PROBLEMS TO WORK ON:
A. In the forum thread about urlparse, which library does Katriel suggest using instead of regex to pull links from HTML?
B. In the forum thread about urlparse, rewrite the part that begins at "The following code" and ends after "doing wrong, please?", with "path component" changed to "query component".
C. Continue the forum thread about urlparse from the point where it stops.

PASSAGE:
.....
2

The following code doesn't return a single non-empty urlparse.netloc, or urlparse.scheme. The scheme and netloc are prepended to the path component. What am I doing wrong, please?

#! /usr/bin/python
# -*- coding: UTF-8 -*-

from urllib import urlopen  
from urlparse import urlparse, urljoin 
import re   
link_exp = re.compile("href=(.+?)(?:'|\")", re.UNICODE)  

flux = urlopen("http://www.w3.org") 
links = [urlparse(x) for x in link_exp.findall(flux.read())]
for x in links : 
    print x

This extracts every (? maybe my regex is wrong) url, and prints it, except 'http://' is always in the path, rather than in the scheme. How come? And I should probably reimplement the urlparse functionality when I am done with solving this, as this is a course exercice, not a real world scenario. Sorry for not being clearer on this!

pouzzler
  • 1,800
  • 2
  • 20
  • 32
  • 1
    Regex, HTML, [bad idea](http://stackoverflow.com/a/1732454/398968) -- use [`BeautifulSoup`](http://www.crummy.com/software/BeautifulSoup/bs4/doc/). – Katriel Jan 31 '13 at 18:11
  • not answering questions while trying to look cryptic, teenage idea. The code works, except that netloc and scheme are deported to path. I don't think regex should be blamed for this, but willing to be proven wrong. – pouzzler Jan 31 '13 at 18:12
  • 1
    Won't `link_exp.findall()` find strings like `href="http://example.com` – millimoose Jan 31 '13 at 18:13
  • What are you expecting to do with this? – ATOzTOA Jan 31 '13 at 18:13
  • 1
    @pouzzler Way to go alienating people who bothered to read your question. And actually provide good pointers. – millimoose Jan 31 '13 at 18:13
  • 1
    @pouzzler you're right, sorry. In full: you shouldn't use regular expressions to extract the links from an HTML page, because they aren't powerful enough to understand all the weird ways in which HTML can be valid. Instead, you should install and use a library designed to parse HTML, and extract the links from _that_. You can then call `urlparse` on those links. – Katriel Jan 31 '13 at 18:14
  • I would like to know what is wrong. This is an exercice, therefore I should probably reimplement urlparse also, and I don't see how to implement parsing without regex. Maybe my regex is wrong, but the answer wasn't an answer to my question. – pouzzler Jan 31 '13 at 18:15
  • To clarify, I'm asking a scholarly question. I am not interested in a real-world solution, but in an answer, all the best, guys. – pouzzler Jan 31 '13 at 18:15
  • And please excuse my temper, I've been doing entirely too much regex this afternoon, which is no excuse, sorry again. – pouzzler Jan 31 '13 at 18:22

2 Answers2

2

Your regex is wrong:

x = "<a href='http://www.bbcnews.com'>foo</a>"
.....
INFORMATION SHOWN:

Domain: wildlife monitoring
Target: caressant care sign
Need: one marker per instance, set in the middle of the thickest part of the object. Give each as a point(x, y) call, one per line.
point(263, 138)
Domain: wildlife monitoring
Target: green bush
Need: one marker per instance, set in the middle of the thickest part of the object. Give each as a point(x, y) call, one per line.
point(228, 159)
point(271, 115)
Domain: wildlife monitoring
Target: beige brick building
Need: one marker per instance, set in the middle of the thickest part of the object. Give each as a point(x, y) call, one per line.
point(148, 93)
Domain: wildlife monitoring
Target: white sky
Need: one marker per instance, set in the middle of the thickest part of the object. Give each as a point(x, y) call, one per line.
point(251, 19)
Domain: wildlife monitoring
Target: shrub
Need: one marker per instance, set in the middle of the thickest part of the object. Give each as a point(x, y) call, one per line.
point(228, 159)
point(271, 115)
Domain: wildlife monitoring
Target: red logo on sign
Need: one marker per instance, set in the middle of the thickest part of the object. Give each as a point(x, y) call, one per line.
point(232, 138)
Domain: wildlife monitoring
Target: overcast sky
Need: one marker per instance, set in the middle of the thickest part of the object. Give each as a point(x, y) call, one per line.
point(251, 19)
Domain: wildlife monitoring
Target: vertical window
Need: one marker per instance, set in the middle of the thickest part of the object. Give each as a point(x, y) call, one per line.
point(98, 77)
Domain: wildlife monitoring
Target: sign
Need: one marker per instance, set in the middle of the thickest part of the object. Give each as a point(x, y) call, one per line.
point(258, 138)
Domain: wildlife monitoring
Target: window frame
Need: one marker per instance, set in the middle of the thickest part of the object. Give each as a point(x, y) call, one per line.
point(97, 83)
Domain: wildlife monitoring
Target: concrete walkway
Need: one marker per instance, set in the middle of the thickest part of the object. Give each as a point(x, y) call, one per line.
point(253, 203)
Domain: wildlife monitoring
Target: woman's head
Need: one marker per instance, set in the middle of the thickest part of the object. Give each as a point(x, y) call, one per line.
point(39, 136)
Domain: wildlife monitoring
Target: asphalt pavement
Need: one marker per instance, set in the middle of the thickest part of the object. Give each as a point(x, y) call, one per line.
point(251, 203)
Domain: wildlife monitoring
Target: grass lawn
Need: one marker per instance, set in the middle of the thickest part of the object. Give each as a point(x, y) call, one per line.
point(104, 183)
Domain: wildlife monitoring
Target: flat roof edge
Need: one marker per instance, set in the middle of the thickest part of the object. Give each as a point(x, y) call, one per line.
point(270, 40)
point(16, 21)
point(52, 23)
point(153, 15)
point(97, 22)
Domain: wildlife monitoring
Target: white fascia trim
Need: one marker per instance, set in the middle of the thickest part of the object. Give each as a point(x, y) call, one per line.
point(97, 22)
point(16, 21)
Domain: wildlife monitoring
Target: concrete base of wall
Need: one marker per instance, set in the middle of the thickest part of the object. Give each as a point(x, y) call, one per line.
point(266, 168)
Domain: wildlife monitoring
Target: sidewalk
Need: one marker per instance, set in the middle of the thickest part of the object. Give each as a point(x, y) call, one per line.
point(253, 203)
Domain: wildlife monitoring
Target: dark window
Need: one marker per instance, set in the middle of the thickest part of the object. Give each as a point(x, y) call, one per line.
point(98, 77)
.....
EXERCISE ANSWERS:
A. BeautifulSoup.

B.
The following code doesn't return a single non-empty urlparse.netloc, or urlparse.scheme. The scheme and netloc are prepended to the query component. What am I doing wrong, please?

C.
link_exp.findall(x)
# ["'http://www.bbcnews.com"]

Note that you're including the opening quote.

Katriel
  • 120,462
  • 19
  • 136
  • 170
  • FYI the way to debug this sort of thing is to separate out all the nested function calls of `[urlparse(x) for x in link_exp.findall(flux.read())]` and step through with a debugger, looking at each in turn. – Katriel Jan 31 '13 at 18:27
0

Use this:

link_exp = re.compile(r"href=\"(.+?)(?:'|\")", re.UNICODE)  

Output:

...
ParseResult(scheme='http', netloc='ev.buaa.edu.cn', path='/', params='', query='', fragment='')
...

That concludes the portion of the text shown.